▶ [LATIHAN]
A - Bagaimana isi teks tentang Bendungan Tilong jika diringkas dalam dua kalimat?
B - Tuliskan lanjutan teks tentang Bendungan Tilong, dimulai setelah kalimat terakhirnya.

21 Tahun Warga Oelnasi, Kupang, Merindukan Air Bersih Bendungan Tilong
Hampir 21 tahun warga Desa Oelnasi, Kabupaten Kupang, merindukan air bersih dari Bendungan Tilong. Padahal, bendungan itu ada di tengah desa mereka dan air melimpah.
Hampir 21 tahun Bendungan Tilong hadir di Dusun Tilong, Desa Oelnasi, Kabupaten Kupang, Nusa Tenggara Timur. Namun, sekitar 2.600 warga di desa itu mengalami kekeringan setiap tahun.
Pipa induk yang menyalurkan air baku dari Tilong bagi warga Kota Kupang hanya lewat begitu saja di tengah desa. Sementara warga Oelnasi terpaksa memenuhi kebutuhan air bersih dengan membeli air tangki dan memanfaatkan air hujan.

▶ [DATA YANG DIBERIKAN]
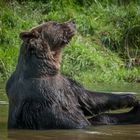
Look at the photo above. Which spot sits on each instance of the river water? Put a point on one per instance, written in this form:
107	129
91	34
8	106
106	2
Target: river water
119	132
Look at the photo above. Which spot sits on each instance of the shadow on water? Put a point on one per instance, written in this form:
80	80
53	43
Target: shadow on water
123	132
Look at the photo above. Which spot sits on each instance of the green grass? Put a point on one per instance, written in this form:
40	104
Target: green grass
96	54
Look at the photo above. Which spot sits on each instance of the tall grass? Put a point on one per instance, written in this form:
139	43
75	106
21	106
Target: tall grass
98	51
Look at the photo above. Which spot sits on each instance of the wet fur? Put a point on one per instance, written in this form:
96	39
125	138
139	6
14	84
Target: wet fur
41	98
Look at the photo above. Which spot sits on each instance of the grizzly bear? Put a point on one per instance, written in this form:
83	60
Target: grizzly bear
41	98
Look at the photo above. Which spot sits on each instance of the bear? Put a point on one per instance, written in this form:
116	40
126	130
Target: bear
40	97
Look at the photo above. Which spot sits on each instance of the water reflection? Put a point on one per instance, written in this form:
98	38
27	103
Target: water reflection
131	132
124	132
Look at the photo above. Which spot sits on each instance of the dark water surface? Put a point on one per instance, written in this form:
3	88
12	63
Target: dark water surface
124	132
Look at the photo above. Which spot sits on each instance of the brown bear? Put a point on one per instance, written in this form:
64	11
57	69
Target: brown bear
41	98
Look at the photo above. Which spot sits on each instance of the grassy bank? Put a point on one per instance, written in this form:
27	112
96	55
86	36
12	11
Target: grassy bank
98	53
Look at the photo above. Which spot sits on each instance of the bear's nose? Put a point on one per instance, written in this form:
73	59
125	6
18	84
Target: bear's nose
72	24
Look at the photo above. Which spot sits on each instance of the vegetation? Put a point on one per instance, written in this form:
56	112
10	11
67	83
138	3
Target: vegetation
105	49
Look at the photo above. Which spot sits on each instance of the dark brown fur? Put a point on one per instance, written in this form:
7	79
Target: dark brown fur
41	98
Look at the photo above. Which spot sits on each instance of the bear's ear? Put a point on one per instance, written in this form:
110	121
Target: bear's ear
28	35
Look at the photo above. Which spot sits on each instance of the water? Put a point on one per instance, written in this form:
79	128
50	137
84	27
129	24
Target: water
123	132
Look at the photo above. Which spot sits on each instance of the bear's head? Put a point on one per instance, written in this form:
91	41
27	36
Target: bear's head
42	45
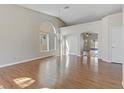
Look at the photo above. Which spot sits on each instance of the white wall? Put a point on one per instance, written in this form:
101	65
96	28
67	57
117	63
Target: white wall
123	49
76	30
108	23
19	33
102	27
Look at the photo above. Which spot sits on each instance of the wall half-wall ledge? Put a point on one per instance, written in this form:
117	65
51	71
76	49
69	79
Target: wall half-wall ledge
24	61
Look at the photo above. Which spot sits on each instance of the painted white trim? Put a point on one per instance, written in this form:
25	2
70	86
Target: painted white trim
106	60
24	61
122	84
74	54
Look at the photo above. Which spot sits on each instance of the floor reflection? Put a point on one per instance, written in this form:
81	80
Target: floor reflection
24	82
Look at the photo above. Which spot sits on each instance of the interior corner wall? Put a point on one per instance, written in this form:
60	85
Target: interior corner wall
123	50
72	34
19	33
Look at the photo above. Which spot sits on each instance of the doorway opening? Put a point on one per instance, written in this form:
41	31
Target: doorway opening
89	44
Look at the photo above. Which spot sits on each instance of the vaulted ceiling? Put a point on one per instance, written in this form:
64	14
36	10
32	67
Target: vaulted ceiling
76	13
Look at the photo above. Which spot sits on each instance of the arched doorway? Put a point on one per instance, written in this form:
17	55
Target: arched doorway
48	37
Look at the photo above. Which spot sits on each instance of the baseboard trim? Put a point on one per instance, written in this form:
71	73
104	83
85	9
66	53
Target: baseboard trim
24	61
122	84
75	54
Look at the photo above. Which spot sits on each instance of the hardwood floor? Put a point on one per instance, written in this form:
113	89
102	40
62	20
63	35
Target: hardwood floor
64	72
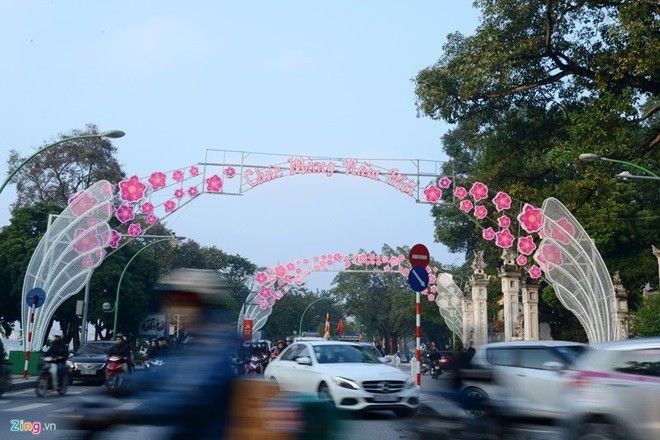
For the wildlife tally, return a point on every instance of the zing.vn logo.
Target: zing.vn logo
(34, 427)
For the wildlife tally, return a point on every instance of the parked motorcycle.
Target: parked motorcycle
(45, 385)
(116, 373)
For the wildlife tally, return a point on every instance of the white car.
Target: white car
(530, 375)
(614, 392)
(350, 375)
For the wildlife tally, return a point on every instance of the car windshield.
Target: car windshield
(571, 352)
(95, 348)
(337, 354)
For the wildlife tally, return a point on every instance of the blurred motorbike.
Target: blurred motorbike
(116, 373)
(45, 385)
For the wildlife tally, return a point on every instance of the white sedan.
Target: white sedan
(348, 374)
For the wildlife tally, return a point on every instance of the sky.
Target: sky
(313, 78)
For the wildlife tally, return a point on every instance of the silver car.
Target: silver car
(529, 375)
(614, 392)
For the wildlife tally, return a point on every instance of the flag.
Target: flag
(326, 333)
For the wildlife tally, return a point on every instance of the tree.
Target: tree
(56, 174)
(539, 83)
(646, 321)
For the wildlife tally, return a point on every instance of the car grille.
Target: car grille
(383, 386)
(86, 366)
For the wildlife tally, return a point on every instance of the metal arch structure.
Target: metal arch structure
(274, 282)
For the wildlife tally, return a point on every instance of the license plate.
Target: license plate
(385, 398)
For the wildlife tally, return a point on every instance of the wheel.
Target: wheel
(404, 412)
(324, 394)
(42, 385)
(598, 431)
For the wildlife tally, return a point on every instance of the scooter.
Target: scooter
(116, 373)
(45, 384)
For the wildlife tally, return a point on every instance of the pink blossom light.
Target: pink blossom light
(531, 218)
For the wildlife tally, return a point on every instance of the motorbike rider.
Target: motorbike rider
(59, 351)
(204, 370)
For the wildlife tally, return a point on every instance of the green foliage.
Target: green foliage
(539, 83)
(646, 321)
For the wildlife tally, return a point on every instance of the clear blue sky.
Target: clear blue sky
(331, 78)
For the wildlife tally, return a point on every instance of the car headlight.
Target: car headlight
(345, 383)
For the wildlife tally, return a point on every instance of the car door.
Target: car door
(285, 367)
(541, 388)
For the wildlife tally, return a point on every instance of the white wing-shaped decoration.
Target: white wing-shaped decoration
(68, 253)
(574, 267)
(450, 302)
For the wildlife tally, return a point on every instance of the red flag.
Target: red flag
(340, 327)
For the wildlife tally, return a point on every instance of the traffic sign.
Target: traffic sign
(36, 293)
(418, 278)
(419, 256)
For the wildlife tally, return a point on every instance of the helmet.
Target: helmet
(209, 286)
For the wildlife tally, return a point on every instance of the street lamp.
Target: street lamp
(305, 311)
(169, 238)
(113, 134)
(590, 157)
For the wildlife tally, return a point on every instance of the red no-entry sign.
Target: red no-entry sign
(419, 256)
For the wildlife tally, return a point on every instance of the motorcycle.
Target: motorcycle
(45, 383)
(116, 373)
(254, 366)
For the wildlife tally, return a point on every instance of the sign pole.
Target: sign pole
(418, 338)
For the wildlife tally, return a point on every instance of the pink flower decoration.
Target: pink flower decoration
(85, 240)
(550, 254)
(465, 206)
(214, 183)
(444, 182)
(504, 239)
(504, 221)
(488, 234)
(534, 272)
(147, 208)
(134, 229)
(531, 218)
(132, 190)
(157, 180)
(125, 213)
(432, 194)
(526, 245)
(563, 231)
(502, 201)
(115, 238)
(480, 212)
(460, 192)
(170, 205)
(82, 202)
(479, 191)
(264, 292)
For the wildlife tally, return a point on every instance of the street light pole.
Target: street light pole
(114, 326)
(305, 311)
(109, 134)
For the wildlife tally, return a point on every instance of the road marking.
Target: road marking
(129, 405)
(27, 407)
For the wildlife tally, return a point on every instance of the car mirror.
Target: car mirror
(304, 360)
(553, 366)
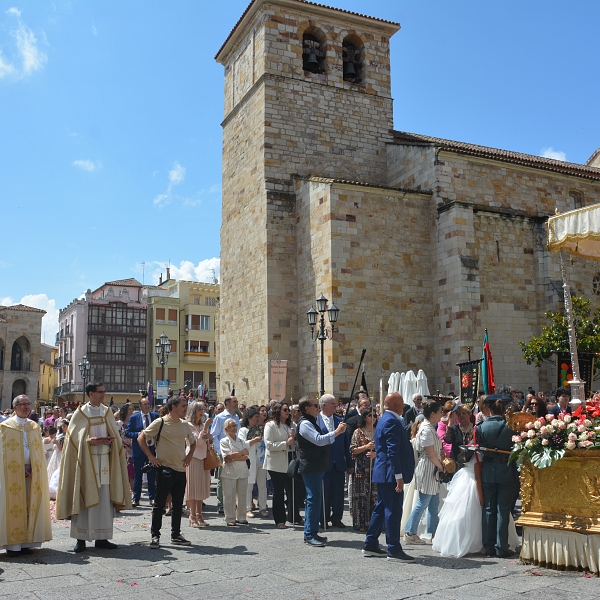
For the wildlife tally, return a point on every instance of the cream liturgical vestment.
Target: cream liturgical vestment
(25, 516)
(93, 479)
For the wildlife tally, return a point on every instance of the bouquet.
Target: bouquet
(546, 439)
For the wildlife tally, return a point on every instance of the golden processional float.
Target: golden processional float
(560, 458)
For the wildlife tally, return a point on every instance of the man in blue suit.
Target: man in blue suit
(393, 467)
(138, 422)
(340, 462)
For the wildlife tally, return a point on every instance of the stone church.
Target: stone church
(421, 242)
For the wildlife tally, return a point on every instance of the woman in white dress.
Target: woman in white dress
(460, 529)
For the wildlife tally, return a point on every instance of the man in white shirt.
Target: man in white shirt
(217, 430)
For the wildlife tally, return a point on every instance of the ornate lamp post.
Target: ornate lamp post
(322, 333)
(163, 349)
(84, 369)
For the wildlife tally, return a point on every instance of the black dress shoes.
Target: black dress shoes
(106, 545)
(400, 556)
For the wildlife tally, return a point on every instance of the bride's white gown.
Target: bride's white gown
(459, 531)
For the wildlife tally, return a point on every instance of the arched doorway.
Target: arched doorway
(19, 387)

▶ [JAWABAN PER TUGAS]
A - Hampir 21 tahun Bendungan Tilong berada di Dusun Tilong, Desa Oelnasi, Kabupaten Kupang, Nusa Tenggara Timur, tetapi sekitar 2.600 warga desa itu mengalami kekeringan setiap tahun. Pipa induk yang menyalurkan air baku dari Tilong bagi warga Kota Kupang hanya melintas di tengah desa, sementara warga Oelnasi terpaksa membeli air tangki dan memanfaatkan air hujan untuk memenuhi kebutuhan air bersih.

B -
Melo Natun (42), warga Desa Oelnasi, Selasa (21/2/2023), menarik selang sepanjang 20 meter dari bak penampungan air menuju rumahnya. Air di dalam bak itu baru saja diisi mobil tangki. Natun membeli air tangki itu seharga Rp 150.000 per tangki isi 5.000 liter. Air itu untuk kebutuhan lima penghuni rumah selama satu pekan.
Saat puncak kemarau, Agustus-November, harga air tangki bisa sampai Rp 200.000 per tangki. Bahkan, warga yang tinggal di pinggir desa dengan kondisi jalan yang buruk harus membayar Rp 300.000 per tangki.
Menurut Natun, pipa besar sekitar 10 dim dari Bendungan Tilong lewat begitu saja di depan rumah kediamannya. Pipa itu ditarik sampai Kota Kupang, sekitar 25 kilometer, langsung dari sumber air Tilong. Ayah tiga anak ini pun mempertanyakan, mengapa pihak pengelola bendungan tidak membagikan satu atau dua keran air bagi warga di desa itu.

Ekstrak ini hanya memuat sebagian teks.